*Position annotation records:*
---+---
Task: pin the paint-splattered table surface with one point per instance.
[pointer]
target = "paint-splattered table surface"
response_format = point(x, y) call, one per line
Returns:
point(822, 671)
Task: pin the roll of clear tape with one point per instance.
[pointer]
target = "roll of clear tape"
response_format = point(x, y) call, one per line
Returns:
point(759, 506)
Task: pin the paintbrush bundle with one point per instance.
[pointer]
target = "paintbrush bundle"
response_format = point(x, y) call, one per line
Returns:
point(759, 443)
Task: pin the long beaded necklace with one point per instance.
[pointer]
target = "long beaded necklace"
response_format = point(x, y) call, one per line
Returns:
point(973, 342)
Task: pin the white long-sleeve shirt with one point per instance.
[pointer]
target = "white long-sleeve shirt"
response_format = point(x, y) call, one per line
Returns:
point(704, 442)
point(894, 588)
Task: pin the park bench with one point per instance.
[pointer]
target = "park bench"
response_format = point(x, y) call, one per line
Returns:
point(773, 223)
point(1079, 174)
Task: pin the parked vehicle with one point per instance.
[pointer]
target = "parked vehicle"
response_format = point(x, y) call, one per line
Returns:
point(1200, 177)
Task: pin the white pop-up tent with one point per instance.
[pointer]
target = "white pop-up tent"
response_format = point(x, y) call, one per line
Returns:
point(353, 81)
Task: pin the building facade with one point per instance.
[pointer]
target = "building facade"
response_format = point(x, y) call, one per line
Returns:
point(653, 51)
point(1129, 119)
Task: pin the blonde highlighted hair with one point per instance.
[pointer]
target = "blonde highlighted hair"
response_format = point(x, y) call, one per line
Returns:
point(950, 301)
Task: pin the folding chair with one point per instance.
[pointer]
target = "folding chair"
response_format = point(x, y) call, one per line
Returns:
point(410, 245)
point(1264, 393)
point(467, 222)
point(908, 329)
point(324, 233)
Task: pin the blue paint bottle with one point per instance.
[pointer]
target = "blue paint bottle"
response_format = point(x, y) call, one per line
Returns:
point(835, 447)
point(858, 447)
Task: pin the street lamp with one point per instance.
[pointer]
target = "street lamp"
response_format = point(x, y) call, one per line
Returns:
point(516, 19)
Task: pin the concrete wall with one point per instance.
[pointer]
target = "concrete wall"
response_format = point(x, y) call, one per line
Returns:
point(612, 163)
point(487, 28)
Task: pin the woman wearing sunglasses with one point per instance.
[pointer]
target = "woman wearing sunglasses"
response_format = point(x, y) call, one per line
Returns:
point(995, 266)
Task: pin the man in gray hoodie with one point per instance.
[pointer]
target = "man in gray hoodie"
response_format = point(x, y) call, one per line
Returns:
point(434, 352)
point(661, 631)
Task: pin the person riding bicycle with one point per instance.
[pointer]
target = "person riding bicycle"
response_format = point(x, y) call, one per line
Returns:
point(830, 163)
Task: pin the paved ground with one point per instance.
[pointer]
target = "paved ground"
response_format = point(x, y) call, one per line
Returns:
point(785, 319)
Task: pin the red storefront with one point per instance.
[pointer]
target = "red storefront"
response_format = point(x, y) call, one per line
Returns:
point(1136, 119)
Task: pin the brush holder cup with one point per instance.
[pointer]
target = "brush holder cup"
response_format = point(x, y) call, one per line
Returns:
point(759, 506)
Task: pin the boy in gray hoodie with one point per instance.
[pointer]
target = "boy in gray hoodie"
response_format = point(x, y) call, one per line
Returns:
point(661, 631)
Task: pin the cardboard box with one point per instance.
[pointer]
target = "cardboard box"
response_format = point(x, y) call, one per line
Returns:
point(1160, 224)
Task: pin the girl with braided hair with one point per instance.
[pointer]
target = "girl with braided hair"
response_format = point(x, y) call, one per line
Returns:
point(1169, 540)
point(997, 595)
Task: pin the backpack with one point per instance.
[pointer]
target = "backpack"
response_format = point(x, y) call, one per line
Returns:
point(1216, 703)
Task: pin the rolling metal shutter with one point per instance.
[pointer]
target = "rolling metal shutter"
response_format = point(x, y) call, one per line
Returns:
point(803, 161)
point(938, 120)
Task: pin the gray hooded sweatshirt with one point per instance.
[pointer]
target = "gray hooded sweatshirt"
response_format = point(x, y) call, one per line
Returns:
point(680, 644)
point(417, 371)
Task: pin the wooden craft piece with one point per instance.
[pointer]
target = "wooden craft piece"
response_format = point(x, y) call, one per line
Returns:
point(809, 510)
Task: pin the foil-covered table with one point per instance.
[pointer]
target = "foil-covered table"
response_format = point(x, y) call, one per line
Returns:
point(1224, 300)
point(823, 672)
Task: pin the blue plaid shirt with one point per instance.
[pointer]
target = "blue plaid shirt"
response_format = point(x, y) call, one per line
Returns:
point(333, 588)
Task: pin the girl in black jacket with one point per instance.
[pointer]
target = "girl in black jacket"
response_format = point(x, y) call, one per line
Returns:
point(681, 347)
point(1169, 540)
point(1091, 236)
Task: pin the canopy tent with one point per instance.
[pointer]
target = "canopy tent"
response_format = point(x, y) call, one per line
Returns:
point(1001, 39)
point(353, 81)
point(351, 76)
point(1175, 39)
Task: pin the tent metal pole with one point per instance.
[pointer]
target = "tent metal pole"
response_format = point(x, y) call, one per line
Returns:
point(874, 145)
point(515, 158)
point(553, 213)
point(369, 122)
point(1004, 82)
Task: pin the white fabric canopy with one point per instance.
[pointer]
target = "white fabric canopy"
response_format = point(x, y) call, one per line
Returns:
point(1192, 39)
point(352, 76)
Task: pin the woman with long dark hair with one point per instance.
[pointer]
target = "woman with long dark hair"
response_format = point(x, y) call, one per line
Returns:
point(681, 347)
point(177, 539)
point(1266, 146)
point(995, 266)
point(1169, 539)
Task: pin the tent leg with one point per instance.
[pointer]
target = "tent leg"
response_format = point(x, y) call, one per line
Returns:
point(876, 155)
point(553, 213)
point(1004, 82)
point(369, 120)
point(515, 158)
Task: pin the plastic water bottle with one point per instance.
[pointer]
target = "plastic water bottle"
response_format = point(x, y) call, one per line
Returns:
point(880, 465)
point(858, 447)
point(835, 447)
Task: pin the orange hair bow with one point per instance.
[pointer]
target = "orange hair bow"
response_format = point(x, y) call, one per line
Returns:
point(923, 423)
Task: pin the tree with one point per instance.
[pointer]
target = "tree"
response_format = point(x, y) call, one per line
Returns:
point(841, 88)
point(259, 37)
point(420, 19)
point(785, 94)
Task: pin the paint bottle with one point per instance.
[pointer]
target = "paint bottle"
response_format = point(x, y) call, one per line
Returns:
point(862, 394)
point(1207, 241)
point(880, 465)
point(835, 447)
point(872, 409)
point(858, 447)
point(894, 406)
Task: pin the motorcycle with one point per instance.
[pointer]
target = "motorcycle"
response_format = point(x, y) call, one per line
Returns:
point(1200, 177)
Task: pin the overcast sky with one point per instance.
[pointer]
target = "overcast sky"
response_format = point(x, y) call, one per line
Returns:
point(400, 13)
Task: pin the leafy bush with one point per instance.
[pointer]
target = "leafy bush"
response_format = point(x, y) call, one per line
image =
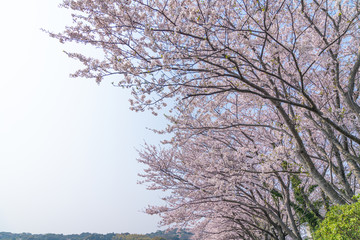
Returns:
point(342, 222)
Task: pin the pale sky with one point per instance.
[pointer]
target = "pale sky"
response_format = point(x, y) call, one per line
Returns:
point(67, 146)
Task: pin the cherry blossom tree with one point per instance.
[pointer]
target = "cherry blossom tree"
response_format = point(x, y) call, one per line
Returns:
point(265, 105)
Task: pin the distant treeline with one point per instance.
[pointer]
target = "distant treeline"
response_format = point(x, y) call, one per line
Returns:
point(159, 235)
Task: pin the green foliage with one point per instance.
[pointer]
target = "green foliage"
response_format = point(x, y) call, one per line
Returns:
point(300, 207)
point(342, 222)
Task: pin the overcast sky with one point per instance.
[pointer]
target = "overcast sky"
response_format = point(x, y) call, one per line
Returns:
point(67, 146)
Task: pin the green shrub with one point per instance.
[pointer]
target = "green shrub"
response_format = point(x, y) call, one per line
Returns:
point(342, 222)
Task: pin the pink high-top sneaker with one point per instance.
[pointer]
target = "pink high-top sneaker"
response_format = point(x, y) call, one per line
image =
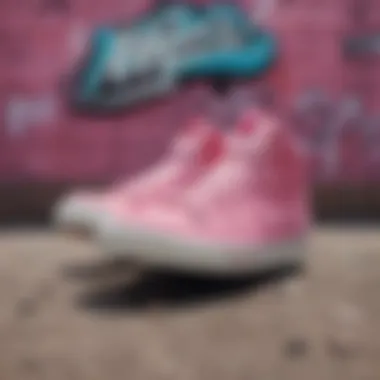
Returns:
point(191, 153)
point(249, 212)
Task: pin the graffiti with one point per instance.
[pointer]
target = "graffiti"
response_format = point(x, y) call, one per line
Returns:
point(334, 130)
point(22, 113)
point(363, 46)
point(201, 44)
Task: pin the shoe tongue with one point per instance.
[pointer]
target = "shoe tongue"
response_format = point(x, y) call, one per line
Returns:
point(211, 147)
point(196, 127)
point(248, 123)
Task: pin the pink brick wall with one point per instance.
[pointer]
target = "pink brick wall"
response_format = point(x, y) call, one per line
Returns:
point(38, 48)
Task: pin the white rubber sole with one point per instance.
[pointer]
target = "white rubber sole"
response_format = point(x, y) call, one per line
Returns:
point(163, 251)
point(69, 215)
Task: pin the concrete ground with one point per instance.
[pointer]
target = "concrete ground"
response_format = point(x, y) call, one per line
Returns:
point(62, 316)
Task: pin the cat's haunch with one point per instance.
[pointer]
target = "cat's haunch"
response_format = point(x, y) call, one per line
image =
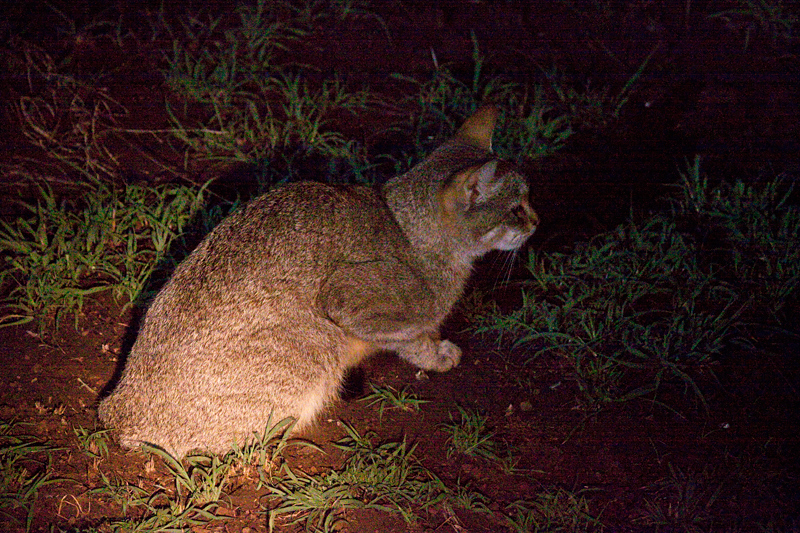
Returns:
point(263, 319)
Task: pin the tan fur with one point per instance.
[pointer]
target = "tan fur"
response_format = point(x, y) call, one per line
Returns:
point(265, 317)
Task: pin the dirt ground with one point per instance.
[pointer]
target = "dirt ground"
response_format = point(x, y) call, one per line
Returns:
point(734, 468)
---+---
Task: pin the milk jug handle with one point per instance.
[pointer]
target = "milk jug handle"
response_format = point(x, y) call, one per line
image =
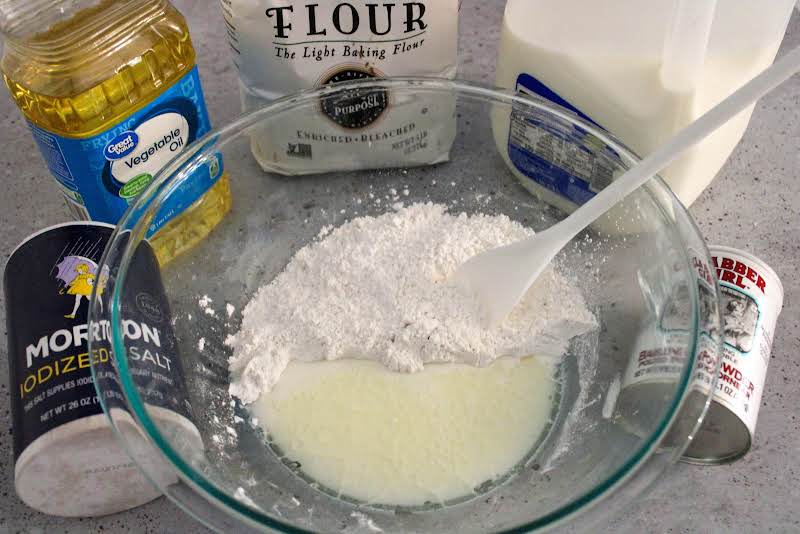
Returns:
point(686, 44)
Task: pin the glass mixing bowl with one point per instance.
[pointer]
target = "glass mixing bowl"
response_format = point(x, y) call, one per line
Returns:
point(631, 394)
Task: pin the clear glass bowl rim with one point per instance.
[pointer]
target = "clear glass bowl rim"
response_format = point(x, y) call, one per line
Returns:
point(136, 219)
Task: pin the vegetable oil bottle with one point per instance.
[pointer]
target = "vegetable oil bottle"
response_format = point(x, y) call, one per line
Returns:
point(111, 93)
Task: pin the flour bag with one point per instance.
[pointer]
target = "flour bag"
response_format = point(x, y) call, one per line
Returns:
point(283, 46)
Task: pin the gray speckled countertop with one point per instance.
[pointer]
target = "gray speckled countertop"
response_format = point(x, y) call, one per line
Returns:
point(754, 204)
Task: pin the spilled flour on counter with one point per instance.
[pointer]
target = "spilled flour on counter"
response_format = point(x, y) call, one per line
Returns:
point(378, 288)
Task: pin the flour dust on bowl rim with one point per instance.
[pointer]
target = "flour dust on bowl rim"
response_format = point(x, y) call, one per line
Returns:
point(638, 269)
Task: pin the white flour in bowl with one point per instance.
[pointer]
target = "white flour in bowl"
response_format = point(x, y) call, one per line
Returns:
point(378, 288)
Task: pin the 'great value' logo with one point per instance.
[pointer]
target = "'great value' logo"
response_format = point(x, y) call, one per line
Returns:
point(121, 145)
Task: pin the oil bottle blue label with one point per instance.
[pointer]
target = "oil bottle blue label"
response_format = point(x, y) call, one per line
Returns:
---+---
*STATED GOAL:* Copy everything above from the line containing "Task: pin the park bench" down to the line containing "point(324, 233)", both included, without changing anything.

*OUTPUT:*
Task: pin the park bench with one point per instance.
[pointer]
target = "park bench"
response_format = point(x, y) call, one per line
Returns:
point(773, 223)
point(1079, 174)
Task: pin the parked vehicle with one point per instance.
[pointer]
target = "parked vehicle"
response_format = point(x, y) call, one per line
Returns:
point(1200, 177)
Task: pin the white pop-up tent with one point per instance.
[pointer]
target = "white pop-up tent"
response_format = point(x, y) call, one per line
Returns:
point(353, 81)
Task: pin the building facade with one point per instance.
[pointer]
target = "building facade"
response_format = point(x, y) call, one per line
Returns:
point(653, 51)
point(1129, 119)
Task: pin the blonde highlighted hair with one point per instance.
[pointer]
target = "blonde highlighted hair"
response_format = point(x, y) call, one per line
Returns:
point(950, 301)
Task: pin the folding chair with one point per instance.
[pointer]
target = "folding chair"
response_format = point(x, y) call, one per line
Returns:
point(410, 245)
point(1264, 393)
point(467, 222)
point(908, 329)
point(324, 233)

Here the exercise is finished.